• The task: Copy the material below word for word, starting at the line that contains "of the student" and continuing through the end of the material, with both ends included.

• Records provided:
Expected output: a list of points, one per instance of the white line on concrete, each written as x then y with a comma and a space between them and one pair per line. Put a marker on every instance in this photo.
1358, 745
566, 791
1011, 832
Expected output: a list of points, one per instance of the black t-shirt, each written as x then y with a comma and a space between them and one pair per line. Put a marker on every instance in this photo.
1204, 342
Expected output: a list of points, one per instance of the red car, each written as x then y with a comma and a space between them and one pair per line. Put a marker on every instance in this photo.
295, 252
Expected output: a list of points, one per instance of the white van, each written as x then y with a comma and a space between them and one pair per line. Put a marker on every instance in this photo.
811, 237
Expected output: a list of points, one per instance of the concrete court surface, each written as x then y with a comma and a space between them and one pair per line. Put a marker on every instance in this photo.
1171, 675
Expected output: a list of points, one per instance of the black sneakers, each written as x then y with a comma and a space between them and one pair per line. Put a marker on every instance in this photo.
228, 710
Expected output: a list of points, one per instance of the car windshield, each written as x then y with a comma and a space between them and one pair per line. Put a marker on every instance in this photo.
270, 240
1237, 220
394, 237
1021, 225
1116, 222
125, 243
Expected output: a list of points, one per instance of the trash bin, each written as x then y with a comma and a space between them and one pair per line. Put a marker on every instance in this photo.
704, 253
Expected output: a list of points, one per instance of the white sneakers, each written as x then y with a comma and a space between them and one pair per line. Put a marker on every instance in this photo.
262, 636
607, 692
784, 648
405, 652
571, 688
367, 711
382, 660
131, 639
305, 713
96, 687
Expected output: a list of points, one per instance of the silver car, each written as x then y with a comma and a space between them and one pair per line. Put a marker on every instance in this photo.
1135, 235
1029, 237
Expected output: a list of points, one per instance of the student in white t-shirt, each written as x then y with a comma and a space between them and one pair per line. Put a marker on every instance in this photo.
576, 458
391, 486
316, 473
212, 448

• Written answer:
Expected output: a list of points, one per instance of the student in white t-shirt, each written as x then y with a comma and a space between them and one pair per line. Put a marker on every instance in this photo.
576, 458
391, 486
316, 473
212, 448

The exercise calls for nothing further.